## Start Recorded information

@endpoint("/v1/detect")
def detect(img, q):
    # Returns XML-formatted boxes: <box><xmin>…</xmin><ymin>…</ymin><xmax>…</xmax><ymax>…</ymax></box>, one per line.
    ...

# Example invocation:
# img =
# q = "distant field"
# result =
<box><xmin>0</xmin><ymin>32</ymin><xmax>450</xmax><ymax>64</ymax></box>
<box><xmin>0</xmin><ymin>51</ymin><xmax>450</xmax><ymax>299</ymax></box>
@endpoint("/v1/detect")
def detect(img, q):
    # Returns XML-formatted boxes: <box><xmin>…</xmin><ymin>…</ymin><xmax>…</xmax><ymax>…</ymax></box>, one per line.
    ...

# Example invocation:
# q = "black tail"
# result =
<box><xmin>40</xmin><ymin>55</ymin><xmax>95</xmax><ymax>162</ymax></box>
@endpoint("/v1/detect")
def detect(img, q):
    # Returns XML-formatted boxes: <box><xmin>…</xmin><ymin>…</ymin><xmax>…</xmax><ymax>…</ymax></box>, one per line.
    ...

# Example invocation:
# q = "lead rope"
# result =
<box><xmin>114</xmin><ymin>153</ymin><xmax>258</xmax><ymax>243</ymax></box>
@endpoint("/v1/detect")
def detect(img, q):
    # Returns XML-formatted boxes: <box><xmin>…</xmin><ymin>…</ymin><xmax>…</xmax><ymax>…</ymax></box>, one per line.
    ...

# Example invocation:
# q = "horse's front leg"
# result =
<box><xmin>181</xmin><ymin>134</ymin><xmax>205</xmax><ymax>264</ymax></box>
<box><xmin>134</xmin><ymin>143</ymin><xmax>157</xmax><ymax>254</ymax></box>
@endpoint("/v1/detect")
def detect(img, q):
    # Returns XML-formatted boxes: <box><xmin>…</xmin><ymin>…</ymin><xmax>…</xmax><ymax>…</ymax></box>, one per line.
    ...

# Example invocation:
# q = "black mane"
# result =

## End Recorded information

Task to complete:
Reproduce the entire listing above verbatim, from the first line to the last.

Finished task:
@endpoint("/v1/detect")
def detect(img, q):
    # Returns XML-formatted boxes: <box><xmin>…</xmin><ymin>…</ymin><xmax>…</xmax><ymax>…</ymax></box>, one per line.
    ...

# Example invocation:
# img =
# q = "distant field"
# result =
<box><xmin>0</xmin><ymin>32</ymin><xmax>450</xmax><ymax>64</ymax></box>
<box><xmin>0</xmin><ymin>51</ymin><xmax>450</xmax><ymax>299</ymax></box>
@endpoint("/v1/detect")
def detect(img, q):
    # Returns XML-formatted boxes: <box><xmin>…</xmin><ymin>…</ymin><xmax>…</xmax><ymax>…</ymax></box>, one per line.
    ...

# Example invocation:
# q = "black tail"
# result =
<box><xmin>40</xmin><ymin>55</ymin><xmax>95</xmax><ymax>162</ymax></box>
@endpoint("/v1/detect")
def detect(img, q):
    # Returns XML-formatted boxes: <box><xmin>…</xmin><ymin>…</ymin><xmax>…</xmax><ymax>…</ymax></box>, one per line.
    ...

# Example invocation:
# q = "lead rope"
# result =
<box><xmin>114</xmin><ymin>153</ymin><xmax>258</xmax><ymax>243</ymax></box>
@endpoint("/v1/detect")
def detect(img, q):
    # Returns XML-formatted boxes: <box><xmin>…</xmin><ymin>…</ymin><xmax>…</xmax><ymax>…</ymax></box>, one per line.
    ...

# Example invocation:
# q = "horse's front leg"
# result =
<box><xmin>181</xmin><ymin>134</ymin><xmax>205</xmax><ymax>264</ymax></box>
<box><xmin>134</xmin><ymin>143</ymin><xmax>157</xmax><ymax>254</ymax></box>
@endpoint("/v1/detect")
def detect(img, q):
    # Returns XML-formatted boxes: <box><xmin>…</xmin><ymin>…</ymin><xmax>…</xmax><ymax>…</ymax></box>, one per line.
    ...

# Example invocation:
# q = "black mane"
# result =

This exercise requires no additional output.